▶ _WRITTEN PROBLEM A_
Copy the excerpt about Europe's solar panel manufacturers word for word, in full.

======== EXCERPTED TEXT ========

Time to go begging for a bailout again. It’s not not a climate emergency now. It’s “cash crunch” emergency.

Europe’s solar panel manufacturing industry has urged the European Union to step in with emergency measures to avoid local firms shutting down under price pressure from Chinese imports, a letter seen by Reuters showed.

Multiple European solar manufacturers have announced plans to close factories in recent months, citing pressure from a flood of imports and an oversupply of solar panel parts that have piled up in European warehouses and pushed down prices.

In a letter to European Commission President Ursula von der Leyen, industry group the European Solar Manufacturing Council (ESMC) warned that without rapid help, the EU risked losing more than half of its operational solar photovoltaic module manufacturing capacity within weeks.

======== AVAILABLE DATA ========

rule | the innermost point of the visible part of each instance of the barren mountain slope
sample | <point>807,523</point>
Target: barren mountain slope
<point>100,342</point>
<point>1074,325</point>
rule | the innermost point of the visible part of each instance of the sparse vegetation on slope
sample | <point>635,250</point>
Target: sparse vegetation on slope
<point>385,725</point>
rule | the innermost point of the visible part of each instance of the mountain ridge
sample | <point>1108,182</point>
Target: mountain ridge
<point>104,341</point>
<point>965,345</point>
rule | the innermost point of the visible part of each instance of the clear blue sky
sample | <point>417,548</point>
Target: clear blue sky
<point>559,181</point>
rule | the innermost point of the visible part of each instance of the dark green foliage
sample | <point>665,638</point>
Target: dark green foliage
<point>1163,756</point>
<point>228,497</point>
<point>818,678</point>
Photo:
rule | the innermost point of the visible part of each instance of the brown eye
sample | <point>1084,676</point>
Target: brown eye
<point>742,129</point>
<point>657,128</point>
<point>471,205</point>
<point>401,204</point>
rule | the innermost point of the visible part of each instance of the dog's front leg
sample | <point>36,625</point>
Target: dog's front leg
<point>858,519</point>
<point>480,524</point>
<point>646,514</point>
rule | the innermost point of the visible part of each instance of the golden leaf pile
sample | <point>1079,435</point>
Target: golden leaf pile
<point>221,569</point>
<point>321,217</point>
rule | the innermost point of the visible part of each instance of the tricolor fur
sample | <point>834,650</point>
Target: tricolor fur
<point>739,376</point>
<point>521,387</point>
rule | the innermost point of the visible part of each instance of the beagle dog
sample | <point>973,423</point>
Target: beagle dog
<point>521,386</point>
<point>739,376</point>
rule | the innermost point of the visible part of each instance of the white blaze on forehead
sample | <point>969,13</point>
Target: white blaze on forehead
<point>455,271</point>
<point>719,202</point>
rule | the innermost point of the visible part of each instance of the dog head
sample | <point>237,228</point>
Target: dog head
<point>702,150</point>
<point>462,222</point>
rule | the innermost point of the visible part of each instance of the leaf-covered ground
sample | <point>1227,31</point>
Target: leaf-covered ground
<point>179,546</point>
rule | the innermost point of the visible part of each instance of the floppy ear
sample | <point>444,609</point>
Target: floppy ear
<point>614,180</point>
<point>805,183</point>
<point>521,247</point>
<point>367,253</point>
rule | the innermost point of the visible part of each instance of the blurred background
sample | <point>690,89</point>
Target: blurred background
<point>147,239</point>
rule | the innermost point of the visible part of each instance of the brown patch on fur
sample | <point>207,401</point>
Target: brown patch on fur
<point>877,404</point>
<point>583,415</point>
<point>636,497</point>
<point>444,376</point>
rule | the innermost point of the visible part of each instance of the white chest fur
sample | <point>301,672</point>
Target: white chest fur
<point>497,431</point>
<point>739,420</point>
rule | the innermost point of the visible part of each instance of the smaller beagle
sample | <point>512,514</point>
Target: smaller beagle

========

▶ _WRITTEN PROBLEM B_
Turn the rows from the line with "the dark green foliage" up to and including the line with "<point>321,217</point>" into a JSON list of strings, with one string per line and blank lines omitted.

▶ _EXERCISE RESPONSE A_
Time to go begging for a bailout again. It’s not not a climate emergency now. It’s “cash crunch” emergency.

Europe’s solar panel manufacturing industry has urged the European Union to step in with emergency measures to avoid local firms shutting down under price pressure from Chinese imports, a letter seen by Reuters showed.

Multiple European solar manufacturers have announced plans to close factories in recent months, citing pressure from a flood of imports and an oversupply of solar panel parts that have piled up in European warehouses and pushed down prices.

In a letter to European Commission President Ursula von der Leyen, industry group the European Solar Manufacturing Council (ESMC) warned that without rapid help, the EU risked losing more than half of its operational solar photovoltaic module manufacturing capacity within weeks.

▶ _EXERCISE RESPONSE B_
[
  "rule | the innermost point of the visible part of each instance of the dark green foliage",
  "sample | <point>665,638</point>",
  "Target: dark green foliage",
  "<point>1163,756</point>",
  "<point>228,497</point>",
  "<point>818,678</point>",
  "Photo:",
  "rule | the innermost point of the visible part of each instance of the brown eye",
  "sample | <point>1084,676</point>",
  "Target: brown eye",
  "<point>742,129</point>",
  "<point>657,128</point>",
  "<point>471,205</point>",
  "<point>401,204</point>",
  "rule | the innermost point of the visible part of each instance of the dog's front leg",
  "sample | <point>36,625</point>",
  "Target: dog's front leg",
  "<point>858,519</point>",
  "<point>480,524</point>",
  "<point>646,514</point>",
  "rule | the innermost point of the visible part of each instance of the golden leaf pile",
  "sample | <point>1079,435</point>",
  "Target: golden leaf pile",
  "<point>221,569</point>",
  "<point>321,217</point>"
]